Edit the lines below so that each "single dot" becomes "single point" and nothing else changes. Leave the pictures out of your answer.

Records from a dataset:
════════════════════
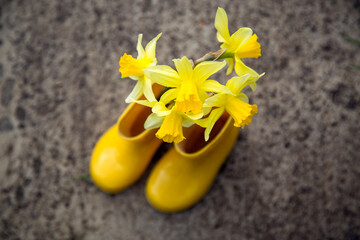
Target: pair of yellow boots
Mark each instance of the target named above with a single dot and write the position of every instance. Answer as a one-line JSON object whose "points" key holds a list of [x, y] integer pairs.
{"points": [[180, 178]]}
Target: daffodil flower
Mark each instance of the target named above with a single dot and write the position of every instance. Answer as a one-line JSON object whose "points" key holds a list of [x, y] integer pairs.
{"points": [[242, 44], [134, 68], [189, 85], [232, 101], [168, 119]]}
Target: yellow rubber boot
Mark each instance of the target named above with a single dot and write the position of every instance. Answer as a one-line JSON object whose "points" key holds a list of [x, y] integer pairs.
════════════════════
COMPLETE RESPONSE:
Target: pair of yellow boots
Mark each instance of the target named above with a single point and write the position of every instance. Answer as a one-line JSON object whose "points" key holds a list of [x, y] integer pairs.
{"points": [[180, 178]]}
Target: daffodil flower
Mark each instance of the target named above with a single point and write the position of every instance. Answer as a one-line JSON object whose "points" key holds a list of [x, y] integer pairs.
{"points": [[242, 44], [134, 68], [189, 85], [232, 101], [168, 119]]}
Target: yellow rubber boot
Mark each instance of the target named above with a single point and write the position of every instance. Answer as a one-line JSON object whose "points" key holds a list of [x, y] integer pairs.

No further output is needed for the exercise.